- SELECTED TEXT -

Question

For the function f(x)=(7-8x)^2, find f^-1. Determine whether f^-1 is a function.

Answer 1

Little help guys, I'm not sure how to do things like this.

Answer 2

what exactly is the questoin asking

Answer 3

It's asking to solve that equation for f^-1, and determine whether it's a function or not.

Answer 4

the inverse is not a function because
\[f(x)=(7-8x)^2\] is not a one to one function

Answer 5

okay. Can you explain how to find that out?

Answer 6

the clue is the square

Answer 7

if you graph the function you will get a parabola, which fails the "vertical line test" for sure

Answer 8

oops i meant "horizontal line test"

Answer 9

Okay. ALSO, do you know how to solve it to find f^-1?

Answer 10

alternatively you can try to solve
\[x=(7-8y)^2\] for \(y\)
if you do it carefully you will see that the inverse in not a function

Answer 11

most common mistake is to solve like this
\[x=(7-8y)^2\\
\sqrt{x}=7-8y\\
sqrt{x}-7=-8y\\
\frac{\sqrt{x}-7}{-8}=y\] but that is wrong

the first step should be
\[\pm\sqrt{x}=7-8y\\
\pm\sqrt{x}-7=-8y\\
\frac{\pm\sqrt{x}-7}{-8}=y\]

Answer 12

and it is the \(\pm\) that shows the inverse is not a function

Answer 13

So f^-1(x)=(7+-(sqrt x))/8?

Answer 14

yes

Answer 15

okay, and it's not a function?

Answer 16

although it is an abuse of notation to write
\[f^{-1}(x)=\frac{\pm\sqrt{x}-7}{8}\] because when you write \(f^{-1}\) you are saying it is a function, even though it is not
yes, it is not a function

Answer 17

Can you help me with another question?

Answer 18

go ahead and post, i will look at it

Answer 19

g(x)=14/(x+3); Find (g^-1*o*g)(4)

- Dataset records -
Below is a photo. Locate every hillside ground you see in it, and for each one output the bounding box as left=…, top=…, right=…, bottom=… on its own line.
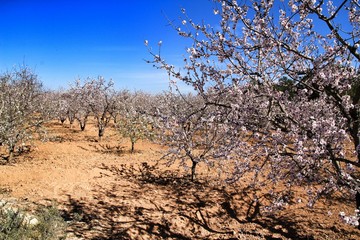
left=0, top=122, right=360, bottom=239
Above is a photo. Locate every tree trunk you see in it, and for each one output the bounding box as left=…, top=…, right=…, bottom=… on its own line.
left=191, top=161, right=198, bottom=182
left=131, top=141, right=135, bottom=153
left=98, top=126, right=105, bottom=142
left=7, top=146, right=15, bottom=163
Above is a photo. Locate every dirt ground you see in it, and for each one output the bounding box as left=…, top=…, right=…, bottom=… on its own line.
left=0, top=122, right=360, bottom=239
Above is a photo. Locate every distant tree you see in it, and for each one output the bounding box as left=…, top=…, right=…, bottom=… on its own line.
left=117, top=91, right=154, bottom=153
left=67, top=79, right=92, bottom=131
left=0, top=67, right=50, bottom=161
left=85, top=77, right=116, bottom=141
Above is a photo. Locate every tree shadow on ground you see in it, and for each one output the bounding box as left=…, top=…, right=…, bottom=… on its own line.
left=59, top=163, right=360, bottom=240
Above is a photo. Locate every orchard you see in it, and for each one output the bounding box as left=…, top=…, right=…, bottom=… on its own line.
left=0, top=0, right=360, bottom=239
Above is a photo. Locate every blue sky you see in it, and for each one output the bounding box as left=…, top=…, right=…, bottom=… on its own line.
left=0, top=0, right=214, bottom=92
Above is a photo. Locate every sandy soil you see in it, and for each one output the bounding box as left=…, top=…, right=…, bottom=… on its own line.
left=0, top=122, right=360, bottom=239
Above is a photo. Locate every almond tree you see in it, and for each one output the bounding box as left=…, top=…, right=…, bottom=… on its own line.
left=150, top=0, right=360, bottom=225
left=67, top=79, right=92, bottom=131
left=0, top=67, right=50, bottom=161
left=85, top=76, right=116, bottom=141
left=155, top=92, right=232, bottom=181
left=117, top=91, right=154, bottom=153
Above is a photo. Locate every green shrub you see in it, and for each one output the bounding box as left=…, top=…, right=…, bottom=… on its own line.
left=0, top=204, right=66, bottom=240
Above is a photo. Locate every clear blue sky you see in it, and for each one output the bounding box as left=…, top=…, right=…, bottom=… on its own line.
left=0, top=0, right=218, bottom=92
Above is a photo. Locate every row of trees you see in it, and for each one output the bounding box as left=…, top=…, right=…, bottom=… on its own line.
left=1, top=0, right=360, bottom=229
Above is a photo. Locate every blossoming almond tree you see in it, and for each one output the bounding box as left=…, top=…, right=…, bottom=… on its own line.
left=150, top=0, right=360, bottom=225
left=84, top=76, right=116, bottom=141
left=117, top=91, right=154, bottom=153
left=0, top=67, right=51, bottom=161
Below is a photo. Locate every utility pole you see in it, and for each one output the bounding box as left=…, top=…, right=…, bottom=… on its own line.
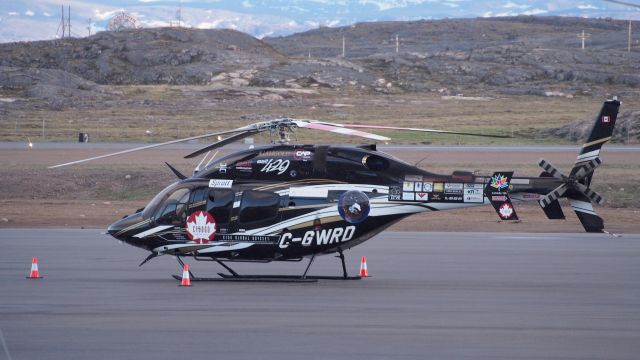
left=60, top=5, right=66, bottom=39
left=396, top=34, right=400, bottom=54
left=627, top=19, right=631, bottom=52
left=578, top=30, right=591, bottom=50
left=176, top=1, right=182, bottom=27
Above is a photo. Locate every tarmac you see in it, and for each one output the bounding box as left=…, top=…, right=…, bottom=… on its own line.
left=0, top=229, right=640, bottom=360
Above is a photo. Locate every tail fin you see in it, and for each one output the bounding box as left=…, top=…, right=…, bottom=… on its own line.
left=484, top=171, right=518, bottom=220
left=538, top=98, right=620, bottom=232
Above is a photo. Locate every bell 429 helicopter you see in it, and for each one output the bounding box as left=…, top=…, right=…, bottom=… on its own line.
left=53, top=98, right=620, bottom=281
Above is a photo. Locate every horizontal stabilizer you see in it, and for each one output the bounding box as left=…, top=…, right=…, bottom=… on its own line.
left=484, top=171, right=518, bottom=220
left=569, top=197, right=604, bottom=232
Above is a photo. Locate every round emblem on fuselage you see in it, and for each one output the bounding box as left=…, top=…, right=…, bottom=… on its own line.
left=338, top=190, right=371, bottom=224
left=186, top=210, right=216, bottom=244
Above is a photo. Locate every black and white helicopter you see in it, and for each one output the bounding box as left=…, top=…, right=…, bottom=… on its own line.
left=53, top=98, right=620, bottom=281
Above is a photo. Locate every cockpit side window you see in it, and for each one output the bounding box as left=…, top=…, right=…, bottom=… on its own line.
left=239, top=190, right=280, bottom=227
left=155, top=188, right=189, bottom=225
left=207, top=189, right=236, bottom=224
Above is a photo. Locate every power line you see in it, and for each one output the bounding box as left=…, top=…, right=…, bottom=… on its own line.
left=602, top=0, right=640, bottom=8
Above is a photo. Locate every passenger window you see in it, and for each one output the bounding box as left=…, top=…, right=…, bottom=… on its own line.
left=155, top=188, right=189, bottom=225
left=239, top=190, right=280, bottom=226
left=207, top=189, right=235, bottom=224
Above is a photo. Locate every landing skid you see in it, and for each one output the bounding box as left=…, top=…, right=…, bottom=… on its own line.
left=171, top=249, right=362, bottom=283
left=171, top=274, right=322, bottom=283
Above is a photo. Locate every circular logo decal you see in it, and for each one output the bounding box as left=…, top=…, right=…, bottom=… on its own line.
left=338, top=190, right=370, bottom=224
left=498, top=203, right=513, bottom=220
left=187, top=210, right=216, bottom=244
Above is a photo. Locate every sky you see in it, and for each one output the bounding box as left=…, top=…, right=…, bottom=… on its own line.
left=0, top=0, right=640, bottom=42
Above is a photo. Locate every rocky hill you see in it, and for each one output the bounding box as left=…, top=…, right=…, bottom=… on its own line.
left=266, top=16, right=640, bottom=95
left=0, top=28, right=286, bottom=85
left=0, top=16, right=640, bottom=96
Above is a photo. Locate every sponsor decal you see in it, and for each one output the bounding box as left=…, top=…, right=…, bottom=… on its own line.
left=413, top=181, right=422, bottom=192
left=293, top=149, right=313, bottom=161
left=236, top=161, right=252, bottom=172
left=209, top=179, right=233, bottom=189
left=464, top=189, right=482, bottom=195
left=259, top=150, right=291, bottom=157
left=389, top=185, right=402, bottom=201
left=433, top=183, right=444, bottom=192
left=422, top=182, right=433, bottom=192
left=402, top=181, right=415, bottom=191
left=444, top=183, right=464, bottom=192
left=464, top=194, right=484, bottom=203
left=278, top=225, right=356, bottom=249
left=186, top=210, right=216, bottom=244
left=338, top=190, right=371, bottom=224
left=491, top=174, right=509, bottom=190
left=216, top=233, right=280, bottom=243
left=257, top=159, right=291, bottom=175
left=464, top=183, right=484, bottom=190
left=498, top=203, right=513, bottom=220
left=444, top=189, right=463, bottom=195
left=416, top=192, right=429, bottom=201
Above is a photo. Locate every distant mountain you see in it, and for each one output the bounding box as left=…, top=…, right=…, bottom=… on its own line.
left=0, top=0, right=640, bottom=42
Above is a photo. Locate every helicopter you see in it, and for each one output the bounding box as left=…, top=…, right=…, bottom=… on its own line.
left=52, top=98, right=620, bottom=281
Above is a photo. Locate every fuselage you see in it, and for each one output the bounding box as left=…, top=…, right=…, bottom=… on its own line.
left=108, top=145, right=559, bottom=261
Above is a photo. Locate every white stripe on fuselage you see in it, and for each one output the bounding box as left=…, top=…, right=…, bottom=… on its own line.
left=133, top=225, right=173, bottom=239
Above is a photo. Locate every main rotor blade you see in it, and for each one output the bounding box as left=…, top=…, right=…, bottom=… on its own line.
left=575, top=183, right=604, bottom=205
left=49, top=129, right=242, bottom=169
left=322, top=123, right=511, bottom=138
left=184, top=130, right=257, bottom=159
left=538, top=158, right=566, bottom=180
left=293, top=119, right=391, bottom=141
left=538, top=184, right=567, bottom=209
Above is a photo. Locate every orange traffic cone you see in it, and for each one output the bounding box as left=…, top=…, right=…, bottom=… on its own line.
left=180, top=264, right=191, bottom=286
left=27, top=256, right=42, bottom=279
left=360, top=256, right=369, bottom=277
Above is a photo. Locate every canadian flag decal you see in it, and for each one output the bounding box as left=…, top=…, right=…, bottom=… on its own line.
left=187, top=210, right=216, bottom=244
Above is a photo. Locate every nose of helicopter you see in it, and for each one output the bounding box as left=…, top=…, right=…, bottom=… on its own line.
left=107, top=213, right=142, bottom=240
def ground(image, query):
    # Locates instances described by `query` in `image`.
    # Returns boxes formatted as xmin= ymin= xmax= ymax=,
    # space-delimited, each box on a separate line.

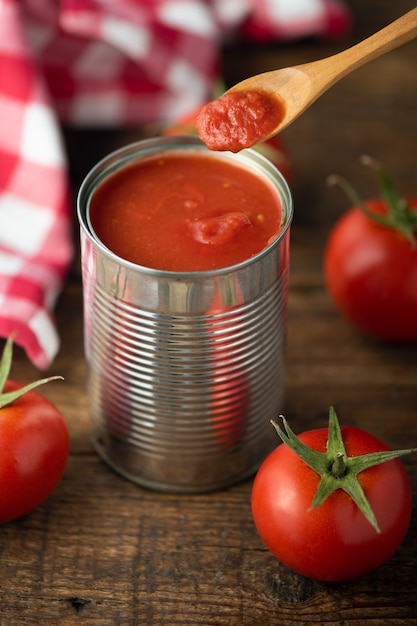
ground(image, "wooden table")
xmin=0 ymin=0 xmax=417 ymax=626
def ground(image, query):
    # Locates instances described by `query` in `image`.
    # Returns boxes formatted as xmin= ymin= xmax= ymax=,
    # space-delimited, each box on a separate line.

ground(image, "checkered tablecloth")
xmin=0 ymin=0 xmax=350 ymax=368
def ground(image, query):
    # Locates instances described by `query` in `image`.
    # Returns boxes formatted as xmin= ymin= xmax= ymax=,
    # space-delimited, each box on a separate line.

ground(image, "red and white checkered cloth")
xmin=0 ymin=0 xmax=350 ymax=368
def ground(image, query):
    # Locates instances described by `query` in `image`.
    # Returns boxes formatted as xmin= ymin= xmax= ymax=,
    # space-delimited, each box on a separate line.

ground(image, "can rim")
xmin=77 ymin=135 xmax=294 ymax=279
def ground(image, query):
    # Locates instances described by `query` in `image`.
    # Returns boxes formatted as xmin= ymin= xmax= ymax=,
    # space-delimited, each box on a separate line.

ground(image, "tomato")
xmin=252 ymin=408 xmax=412 ymax=581
xmin=324 ymin=158 xmax=417 ymax=342
xmin=164 ymin=103 xmax=292 ymax=183
xmin=0 ymin=336 xmax=69 ymax=522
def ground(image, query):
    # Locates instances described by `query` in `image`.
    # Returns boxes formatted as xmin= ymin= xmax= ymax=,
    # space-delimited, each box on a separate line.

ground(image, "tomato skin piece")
xmin=324 ymin=200 xmax=417 ymax=342
xmin=252 ymin=427 xmax=412 ymax=581
xmin=0 ymin=380 xmax=69 ymax=523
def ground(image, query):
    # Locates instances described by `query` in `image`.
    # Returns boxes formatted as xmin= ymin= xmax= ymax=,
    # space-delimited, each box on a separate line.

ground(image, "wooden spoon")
xmin=197 ymin=8 xmax=417 ymax=152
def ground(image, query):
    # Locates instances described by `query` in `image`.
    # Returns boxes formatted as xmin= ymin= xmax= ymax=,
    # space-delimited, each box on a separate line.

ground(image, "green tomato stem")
xmin=0 ymin=334 xmax=63 ymax=409
xmin=271 ymin=407 xmax=417 ymax=533
xmin=327 ymin=155 xmax=417 ymax=248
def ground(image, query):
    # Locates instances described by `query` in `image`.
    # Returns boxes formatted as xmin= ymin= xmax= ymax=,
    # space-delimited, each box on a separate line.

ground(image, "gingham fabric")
xmin=0 ymin=0 xmax=350 ymax=368
xmin=0 ymin=0 xmax=72 ymax=368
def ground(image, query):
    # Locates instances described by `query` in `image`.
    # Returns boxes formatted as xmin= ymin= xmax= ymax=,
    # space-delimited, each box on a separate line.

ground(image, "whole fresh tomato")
xmin=252 ymin=408 xmax=412 ymax=581
xmin=324 ymin=157 xmax=417 ymax=342
xmin=164 ymin=108 xmax=291 ymax=184
xmin=0 ymin=339 xmax=69 ymax=523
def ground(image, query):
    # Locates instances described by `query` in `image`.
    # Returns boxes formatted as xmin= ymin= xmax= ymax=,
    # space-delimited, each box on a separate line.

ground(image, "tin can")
xmin=77 ymin=136 xmax=293 ymax=493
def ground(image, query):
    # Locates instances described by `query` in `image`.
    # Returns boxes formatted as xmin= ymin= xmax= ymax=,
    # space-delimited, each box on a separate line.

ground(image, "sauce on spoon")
xmin=196 ymin=90 xmax=285 ymax=152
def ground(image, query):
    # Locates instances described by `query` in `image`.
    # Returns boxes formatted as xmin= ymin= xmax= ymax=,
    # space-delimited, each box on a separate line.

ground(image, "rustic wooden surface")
xmin=0 ymin=0 xmax=417 ymax=626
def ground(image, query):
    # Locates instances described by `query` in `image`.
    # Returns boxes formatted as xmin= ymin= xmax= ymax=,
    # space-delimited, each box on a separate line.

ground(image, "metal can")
xmin=77 ymin=136 xmax=293 ymax=493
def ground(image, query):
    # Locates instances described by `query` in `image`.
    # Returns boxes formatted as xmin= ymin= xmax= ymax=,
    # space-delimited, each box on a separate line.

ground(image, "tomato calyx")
xmin=327 ymin=155 xmax=417 ymax=247
xmin=0 ymin=335 xmax=63 ymax=409
xmin=271 ymin=407 xmax=417 ymax=533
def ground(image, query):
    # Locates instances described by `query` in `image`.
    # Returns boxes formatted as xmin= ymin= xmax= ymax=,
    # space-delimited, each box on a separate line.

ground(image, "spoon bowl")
xmin=197 ymin=8 xmax=417 ymax=152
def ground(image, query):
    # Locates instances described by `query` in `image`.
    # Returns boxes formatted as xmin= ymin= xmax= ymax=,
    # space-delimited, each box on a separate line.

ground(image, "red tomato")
xmin=252 ymin=420 xmax=412 ymax=581
xmin=324 ymin=158 xmax=417 ymax=341
xmin=0 ymin=339 xmax=69 ymax=522
xmin=164 ymin=108 xmax=291 ymax=183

- SET OF TASKS -
(a) Using the thread on inverse functions, decide whether each statement agrees with it: (i) a replier says the graph of the function is a parabola; (ii) the replier who mentioned the "vertical line test" let that wording stand without correction; (iii) a replier calls it an abuse of notation to write the result as f^-1. Answer yes or no for each and quote the deciding words.
(b) Switch "Locate" to "Find" in the dataset entries that begin with the line containing "Above is a photo. Locate every main" and end with the line containing "left=107, top=213, right=142, bottom=240". Keep all other wording the same, and return only those lines.
The thread and the dataset entries are unrelated and should be treated as separate material.

- SOLVED TASKS -
(a)
(i) Yes: "if you graph the function you will get a parabola"
(ii) No: "oops i meant "horizontal line test""
(iii) Yes: "although it is an abuse of notation to write"

(b)
Above is a photo. Find every main rotor blade you see in it, and for each one output the bounding box as left=…, top=…, right=…, bottom=… on its own line.
left=575, top=183, right=604, bottom=205
left=49, top=129, right=242, bottom=169
left=322, top=123, right=511, bottom=138
left=184, top=130, right=257, bottom=159
left=538, top=158, right=566, bottom=180
left=293, top=119, right=391, bottom=141
left=538, top=184, right=567, bottom=209
Above is a photo. Find every orange traffic cone you see in it, and for each one output the bounding box as left=…, top=…, right=…, bottom=… on its own line.
left=180, top=264, right=191, bottom=286
left=27, top=256, right=42, bottom=279
left=360, top=256, right=369, bottom=277
Above is a photo. Find every canadian flag decal you see in it, and for each one output the bounding box as left=…, top=…, right=…, bottom=… on its own line.
left=187, top=210, right=216, bottom=244
Above is a photo. Find every nose of helicopter you see in it, and for each one output the bounding box as left=…, top=…, right=…, bottom=… on its own line.
left=107, top=213, right=142, bottom=240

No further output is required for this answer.